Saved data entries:
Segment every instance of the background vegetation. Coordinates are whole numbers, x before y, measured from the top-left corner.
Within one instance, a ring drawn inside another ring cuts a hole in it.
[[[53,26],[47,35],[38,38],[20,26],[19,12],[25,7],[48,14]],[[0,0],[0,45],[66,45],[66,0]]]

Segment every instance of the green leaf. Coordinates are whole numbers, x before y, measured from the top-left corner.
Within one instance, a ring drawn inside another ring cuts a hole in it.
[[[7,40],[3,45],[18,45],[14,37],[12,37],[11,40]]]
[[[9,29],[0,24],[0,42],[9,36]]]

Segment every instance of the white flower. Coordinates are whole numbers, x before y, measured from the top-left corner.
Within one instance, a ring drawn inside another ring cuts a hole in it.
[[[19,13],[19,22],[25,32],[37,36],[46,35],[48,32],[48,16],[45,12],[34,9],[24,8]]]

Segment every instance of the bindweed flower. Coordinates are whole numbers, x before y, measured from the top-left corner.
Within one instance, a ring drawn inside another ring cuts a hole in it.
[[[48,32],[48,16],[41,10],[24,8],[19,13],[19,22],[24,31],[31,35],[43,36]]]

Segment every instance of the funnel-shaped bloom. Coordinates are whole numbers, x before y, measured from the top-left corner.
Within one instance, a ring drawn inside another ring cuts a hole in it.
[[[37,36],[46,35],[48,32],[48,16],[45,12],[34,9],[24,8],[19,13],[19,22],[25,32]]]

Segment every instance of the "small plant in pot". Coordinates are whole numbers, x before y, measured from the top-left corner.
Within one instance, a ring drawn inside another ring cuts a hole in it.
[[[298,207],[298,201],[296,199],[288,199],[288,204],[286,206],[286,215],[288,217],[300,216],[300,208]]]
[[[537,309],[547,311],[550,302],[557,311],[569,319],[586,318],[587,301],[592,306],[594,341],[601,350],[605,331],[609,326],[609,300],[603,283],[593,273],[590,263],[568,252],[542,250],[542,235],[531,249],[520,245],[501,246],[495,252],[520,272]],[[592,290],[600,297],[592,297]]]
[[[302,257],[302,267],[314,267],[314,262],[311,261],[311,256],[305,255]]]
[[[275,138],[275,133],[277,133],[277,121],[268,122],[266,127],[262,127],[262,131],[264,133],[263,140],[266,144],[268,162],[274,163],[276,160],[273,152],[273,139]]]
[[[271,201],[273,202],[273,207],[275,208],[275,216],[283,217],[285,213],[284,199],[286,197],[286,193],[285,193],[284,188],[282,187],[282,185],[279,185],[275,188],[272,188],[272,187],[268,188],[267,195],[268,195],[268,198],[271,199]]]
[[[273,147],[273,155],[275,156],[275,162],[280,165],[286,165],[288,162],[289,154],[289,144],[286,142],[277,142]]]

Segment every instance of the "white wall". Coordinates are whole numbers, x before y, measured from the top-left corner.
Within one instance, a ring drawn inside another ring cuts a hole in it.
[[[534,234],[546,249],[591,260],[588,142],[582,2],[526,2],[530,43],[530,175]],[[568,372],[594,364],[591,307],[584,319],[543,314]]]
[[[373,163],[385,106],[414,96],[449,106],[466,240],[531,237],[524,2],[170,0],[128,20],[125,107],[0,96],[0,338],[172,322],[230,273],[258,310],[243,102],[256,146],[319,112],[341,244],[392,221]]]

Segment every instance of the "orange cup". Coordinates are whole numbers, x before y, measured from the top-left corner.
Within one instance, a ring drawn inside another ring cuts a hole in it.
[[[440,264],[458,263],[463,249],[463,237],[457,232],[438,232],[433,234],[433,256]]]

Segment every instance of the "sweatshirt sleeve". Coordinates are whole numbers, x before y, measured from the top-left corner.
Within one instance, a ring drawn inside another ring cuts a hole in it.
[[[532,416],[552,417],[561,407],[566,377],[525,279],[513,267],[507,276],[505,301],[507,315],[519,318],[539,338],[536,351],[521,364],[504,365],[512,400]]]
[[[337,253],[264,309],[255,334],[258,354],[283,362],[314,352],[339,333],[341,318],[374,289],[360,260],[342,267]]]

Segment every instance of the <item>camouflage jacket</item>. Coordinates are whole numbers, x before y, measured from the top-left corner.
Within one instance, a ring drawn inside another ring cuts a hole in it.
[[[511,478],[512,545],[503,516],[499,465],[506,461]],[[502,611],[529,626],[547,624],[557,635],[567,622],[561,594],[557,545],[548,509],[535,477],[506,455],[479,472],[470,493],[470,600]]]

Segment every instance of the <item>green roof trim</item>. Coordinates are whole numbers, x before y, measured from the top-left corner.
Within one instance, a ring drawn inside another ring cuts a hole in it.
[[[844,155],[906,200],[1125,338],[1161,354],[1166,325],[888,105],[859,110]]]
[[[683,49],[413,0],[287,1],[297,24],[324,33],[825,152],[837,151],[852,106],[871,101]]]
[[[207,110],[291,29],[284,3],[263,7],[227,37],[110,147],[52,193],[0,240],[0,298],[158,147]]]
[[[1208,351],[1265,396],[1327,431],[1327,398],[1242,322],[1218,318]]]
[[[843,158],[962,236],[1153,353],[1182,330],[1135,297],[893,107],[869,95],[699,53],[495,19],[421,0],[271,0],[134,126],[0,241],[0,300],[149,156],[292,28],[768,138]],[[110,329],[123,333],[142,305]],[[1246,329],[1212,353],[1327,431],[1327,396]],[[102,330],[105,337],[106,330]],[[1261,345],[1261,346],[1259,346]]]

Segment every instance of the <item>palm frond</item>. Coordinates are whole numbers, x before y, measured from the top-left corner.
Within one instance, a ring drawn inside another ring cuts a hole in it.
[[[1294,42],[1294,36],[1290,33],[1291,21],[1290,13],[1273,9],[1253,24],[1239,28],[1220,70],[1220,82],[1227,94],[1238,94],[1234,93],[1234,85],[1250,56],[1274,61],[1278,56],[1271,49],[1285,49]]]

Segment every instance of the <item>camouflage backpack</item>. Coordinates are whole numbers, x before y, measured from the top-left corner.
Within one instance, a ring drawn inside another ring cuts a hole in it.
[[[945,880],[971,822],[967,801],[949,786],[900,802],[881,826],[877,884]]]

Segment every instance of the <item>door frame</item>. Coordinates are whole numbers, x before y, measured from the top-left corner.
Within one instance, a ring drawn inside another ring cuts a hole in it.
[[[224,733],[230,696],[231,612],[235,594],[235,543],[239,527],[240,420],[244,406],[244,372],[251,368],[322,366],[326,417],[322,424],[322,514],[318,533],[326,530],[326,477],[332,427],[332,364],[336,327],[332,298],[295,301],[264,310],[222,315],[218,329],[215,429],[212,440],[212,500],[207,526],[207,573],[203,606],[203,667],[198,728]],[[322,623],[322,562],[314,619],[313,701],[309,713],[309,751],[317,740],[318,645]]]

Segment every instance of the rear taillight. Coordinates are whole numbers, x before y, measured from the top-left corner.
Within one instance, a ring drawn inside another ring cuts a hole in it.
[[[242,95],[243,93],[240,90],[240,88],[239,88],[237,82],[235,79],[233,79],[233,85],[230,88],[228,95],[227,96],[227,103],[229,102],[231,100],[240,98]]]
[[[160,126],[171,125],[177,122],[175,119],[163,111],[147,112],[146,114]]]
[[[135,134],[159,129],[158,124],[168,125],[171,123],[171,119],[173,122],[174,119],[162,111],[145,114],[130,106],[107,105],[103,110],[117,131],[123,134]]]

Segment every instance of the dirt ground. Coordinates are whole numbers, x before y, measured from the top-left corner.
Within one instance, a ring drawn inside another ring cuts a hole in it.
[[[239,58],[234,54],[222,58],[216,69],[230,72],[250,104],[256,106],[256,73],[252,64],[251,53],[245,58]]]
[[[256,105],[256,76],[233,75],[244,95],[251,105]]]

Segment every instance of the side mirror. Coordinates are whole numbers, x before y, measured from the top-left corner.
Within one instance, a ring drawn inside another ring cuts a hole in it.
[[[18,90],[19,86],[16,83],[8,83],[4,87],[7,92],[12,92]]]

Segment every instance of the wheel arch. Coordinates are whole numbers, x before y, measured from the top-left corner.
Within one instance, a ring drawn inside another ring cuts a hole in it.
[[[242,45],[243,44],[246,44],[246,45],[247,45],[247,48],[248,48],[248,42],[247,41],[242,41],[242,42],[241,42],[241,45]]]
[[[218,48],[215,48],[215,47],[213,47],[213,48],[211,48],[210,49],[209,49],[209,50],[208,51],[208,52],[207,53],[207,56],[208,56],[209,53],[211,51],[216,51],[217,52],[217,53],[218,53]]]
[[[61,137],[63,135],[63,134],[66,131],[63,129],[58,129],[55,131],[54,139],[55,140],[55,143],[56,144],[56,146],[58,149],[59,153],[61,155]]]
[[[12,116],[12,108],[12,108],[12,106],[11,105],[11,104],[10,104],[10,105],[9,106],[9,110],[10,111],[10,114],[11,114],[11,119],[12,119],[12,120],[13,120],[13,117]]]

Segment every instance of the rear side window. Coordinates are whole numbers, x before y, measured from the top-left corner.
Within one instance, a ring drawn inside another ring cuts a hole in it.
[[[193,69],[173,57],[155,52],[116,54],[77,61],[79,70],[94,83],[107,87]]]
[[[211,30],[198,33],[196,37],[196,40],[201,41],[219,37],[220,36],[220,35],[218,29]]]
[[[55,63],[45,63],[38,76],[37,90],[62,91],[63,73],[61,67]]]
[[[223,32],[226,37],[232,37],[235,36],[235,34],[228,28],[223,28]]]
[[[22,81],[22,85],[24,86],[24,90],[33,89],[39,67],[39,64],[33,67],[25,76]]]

**Stated problem**
How many lines in the listing contain the string "green"? Case counts. Give only the number.

**Reply**
2